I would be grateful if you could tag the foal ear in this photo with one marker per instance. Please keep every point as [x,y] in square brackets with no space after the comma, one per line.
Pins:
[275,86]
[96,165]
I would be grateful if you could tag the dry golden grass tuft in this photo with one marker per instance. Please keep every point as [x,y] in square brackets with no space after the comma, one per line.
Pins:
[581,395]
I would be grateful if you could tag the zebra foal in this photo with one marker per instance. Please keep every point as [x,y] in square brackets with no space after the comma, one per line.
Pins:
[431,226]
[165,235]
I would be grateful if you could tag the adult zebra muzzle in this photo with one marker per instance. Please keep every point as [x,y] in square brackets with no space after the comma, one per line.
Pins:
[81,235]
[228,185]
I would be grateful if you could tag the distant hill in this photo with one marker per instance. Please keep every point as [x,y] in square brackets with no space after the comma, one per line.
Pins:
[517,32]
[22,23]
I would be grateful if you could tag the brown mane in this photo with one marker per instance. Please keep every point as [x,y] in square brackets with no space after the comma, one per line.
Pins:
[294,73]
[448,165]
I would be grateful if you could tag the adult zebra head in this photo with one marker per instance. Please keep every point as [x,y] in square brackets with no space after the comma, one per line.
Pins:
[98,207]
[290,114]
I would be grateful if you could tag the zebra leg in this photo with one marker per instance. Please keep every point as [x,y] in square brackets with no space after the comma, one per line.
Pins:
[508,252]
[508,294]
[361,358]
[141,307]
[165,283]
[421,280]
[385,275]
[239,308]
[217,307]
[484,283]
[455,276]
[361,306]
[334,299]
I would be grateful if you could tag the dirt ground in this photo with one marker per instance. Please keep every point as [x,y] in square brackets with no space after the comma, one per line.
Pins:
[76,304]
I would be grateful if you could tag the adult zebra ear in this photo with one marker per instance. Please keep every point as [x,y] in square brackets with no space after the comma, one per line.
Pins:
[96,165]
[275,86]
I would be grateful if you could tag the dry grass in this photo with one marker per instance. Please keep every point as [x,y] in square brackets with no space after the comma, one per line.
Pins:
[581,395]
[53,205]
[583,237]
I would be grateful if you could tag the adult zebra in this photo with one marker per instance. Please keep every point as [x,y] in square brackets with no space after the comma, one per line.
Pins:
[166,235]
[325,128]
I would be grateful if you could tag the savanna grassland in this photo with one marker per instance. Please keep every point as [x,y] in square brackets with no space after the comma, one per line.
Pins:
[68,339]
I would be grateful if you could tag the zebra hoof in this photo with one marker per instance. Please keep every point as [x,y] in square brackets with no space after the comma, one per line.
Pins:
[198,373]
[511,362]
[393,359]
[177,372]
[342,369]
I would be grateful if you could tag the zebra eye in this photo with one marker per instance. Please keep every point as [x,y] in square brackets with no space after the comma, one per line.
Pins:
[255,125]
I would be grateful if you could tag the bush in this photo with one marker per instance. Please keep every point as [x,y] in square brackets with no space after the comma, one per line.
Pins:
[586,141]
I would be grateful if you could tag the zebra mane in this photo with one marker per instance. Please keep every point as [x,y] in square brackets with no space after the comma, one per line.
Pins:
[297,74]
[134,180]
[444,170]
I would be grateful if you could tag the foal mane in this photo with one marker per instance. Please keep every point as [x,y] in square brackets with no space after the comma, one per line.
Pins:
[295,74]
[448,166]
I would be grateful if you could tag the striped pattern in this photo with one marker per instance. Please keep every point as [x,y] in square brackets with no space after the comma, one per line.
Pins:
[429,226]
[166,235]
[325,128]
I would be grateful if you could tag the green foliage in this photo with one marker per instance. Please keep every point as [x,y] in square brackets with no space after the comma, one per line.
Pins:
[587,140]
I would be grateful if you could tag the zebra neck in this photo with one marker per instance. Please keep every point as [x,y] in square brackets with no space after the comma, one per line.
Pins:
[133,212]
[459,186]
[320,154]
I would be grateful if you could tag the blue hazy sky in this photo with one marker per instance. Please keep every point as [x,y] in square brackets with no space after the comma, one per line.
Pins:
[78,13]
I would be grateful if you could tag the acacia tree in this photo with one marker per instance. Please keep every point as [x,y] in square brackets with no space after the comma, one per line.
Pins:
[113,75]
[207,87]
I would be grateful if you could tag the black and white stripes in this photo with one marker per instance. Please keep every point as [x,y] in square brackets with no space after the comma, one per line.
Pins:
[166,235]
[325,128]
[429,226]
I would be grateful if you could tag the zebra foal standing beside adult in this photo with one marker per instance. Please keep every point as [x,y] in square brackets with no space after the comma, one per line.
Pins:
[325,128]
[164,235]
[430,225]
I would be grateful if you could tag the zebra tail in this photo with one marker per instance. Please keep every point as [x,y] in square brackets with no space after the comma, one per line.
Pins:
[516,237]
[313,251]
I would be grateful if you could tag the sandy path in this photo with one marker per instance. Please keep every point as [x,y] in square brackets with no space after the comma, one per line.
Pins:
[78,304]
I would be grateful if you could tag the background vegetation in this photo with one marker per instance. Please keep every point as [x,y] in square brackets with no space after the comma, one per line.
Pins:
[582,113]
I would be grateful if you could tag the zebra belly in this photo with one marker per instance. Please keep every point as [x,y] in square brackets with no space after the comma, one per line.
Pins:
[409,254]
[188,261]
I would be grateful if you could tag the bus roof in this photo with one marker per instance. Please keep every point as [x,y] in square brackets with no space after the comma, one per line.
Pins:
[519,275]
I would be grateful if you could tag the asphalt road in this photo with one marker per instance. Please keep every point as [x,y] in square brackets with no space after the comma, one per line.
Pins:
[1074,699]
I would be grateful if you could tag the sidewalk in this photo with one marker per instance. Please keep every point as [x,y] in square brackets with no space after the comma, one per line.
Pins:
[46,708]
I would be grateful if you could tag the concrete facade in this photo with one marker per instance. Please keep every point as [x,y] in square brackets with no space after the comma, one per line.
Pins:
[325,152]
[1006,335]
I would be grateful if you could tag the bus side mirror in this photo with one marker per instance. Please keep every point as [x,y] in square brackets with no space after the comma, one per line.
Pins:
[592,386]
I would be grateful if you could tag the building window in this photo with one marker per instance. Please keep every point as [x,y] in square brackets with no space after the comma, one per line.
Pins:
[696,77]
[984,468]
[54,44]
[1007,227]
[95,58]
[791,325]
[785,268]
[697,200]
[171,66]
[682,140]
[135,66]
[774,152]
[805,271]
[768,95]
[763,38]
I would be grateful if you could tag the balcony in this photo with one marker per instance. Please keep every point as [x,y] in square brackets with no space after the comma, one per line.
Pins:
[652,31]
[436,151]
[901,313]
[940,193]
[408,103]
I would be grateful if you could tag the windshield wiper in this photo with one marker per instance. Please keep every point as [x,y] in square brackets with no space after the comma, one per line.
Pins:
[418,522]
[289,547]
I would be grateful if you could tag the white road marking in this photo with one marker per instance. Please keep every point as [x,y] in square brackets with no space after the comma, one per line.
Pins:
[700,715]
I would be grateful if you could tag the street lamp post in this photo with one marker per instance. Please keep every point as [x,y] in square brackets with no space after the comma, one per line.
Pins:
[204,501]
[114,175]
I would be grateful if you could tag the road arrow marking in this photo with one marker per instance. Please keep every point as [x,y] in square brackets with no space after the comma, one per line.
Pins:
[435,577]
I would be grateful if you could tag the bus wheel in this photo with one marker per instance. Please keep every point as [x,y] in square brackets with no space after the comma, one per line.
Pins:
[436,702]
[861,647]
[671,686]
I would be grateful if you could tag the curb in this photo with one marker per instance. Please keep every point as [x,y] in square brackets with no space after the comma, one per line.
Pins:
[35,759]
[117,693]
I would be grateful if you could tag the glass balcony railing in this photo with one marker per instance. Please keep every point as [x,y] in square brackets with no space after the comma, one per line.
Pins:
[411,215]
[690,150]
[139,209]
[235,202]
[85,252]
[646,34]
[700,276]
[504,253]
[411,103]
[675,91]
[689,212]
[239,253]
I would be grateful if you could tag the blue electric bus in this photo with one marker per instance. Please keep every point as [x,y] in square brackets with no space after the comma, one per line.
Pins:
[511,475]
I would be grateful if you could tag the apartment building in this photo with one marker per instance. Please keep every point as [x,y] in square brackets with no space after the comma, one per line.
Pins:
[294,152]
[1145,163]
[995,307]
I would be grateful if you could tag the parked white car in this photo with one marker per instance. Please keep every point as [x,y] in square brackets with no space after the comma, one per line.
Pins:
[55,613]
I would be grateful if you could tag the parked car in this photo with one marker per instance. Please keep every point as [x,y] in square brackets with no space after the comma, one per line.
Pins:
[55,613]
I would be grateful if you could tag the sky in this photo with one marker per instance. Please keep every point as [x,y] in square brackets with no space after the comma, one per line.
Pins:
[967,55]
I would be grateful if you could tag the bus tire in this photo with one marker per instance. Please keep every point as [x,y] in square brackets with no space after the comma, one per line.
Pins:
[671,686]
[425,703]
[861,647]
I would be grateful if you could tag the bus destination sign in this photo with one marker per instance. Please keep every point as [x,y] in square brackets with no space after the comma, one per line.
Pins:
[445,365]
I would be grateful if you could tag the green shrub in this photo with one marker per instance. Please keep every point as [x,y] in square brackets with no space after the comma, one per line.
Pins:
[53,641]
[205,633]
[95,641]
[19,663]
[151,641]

-- -- --

## Directions for this task
Print exactly the lines from the one with "I would be grateful if you could tag the bus tire" through the last line of the material, including both, and no others.

## Answer section
I would be grateful if you could tag the bus tire in this photo with one marker per instance. Please keep every point as [x,y] in square brackets with no space after the comma, one per line.
Pins:
[671,686]
[425,703]
[861,647]
I would be grateful if you could tag the bus destination sign in this photo with one marker per instance. Please keep every point as [x,y] in square brackets with no space after the comma, one per line.
Pins:
[445,365]
I would be grateful if you could tag the green shrub in this photo with one marker per instance. Please keep every point as [x,y] in square brackets with no space after the comma, one per line.
Pins:
[53,641]
[205,633]
[95,641]
[19,663]
[151,641]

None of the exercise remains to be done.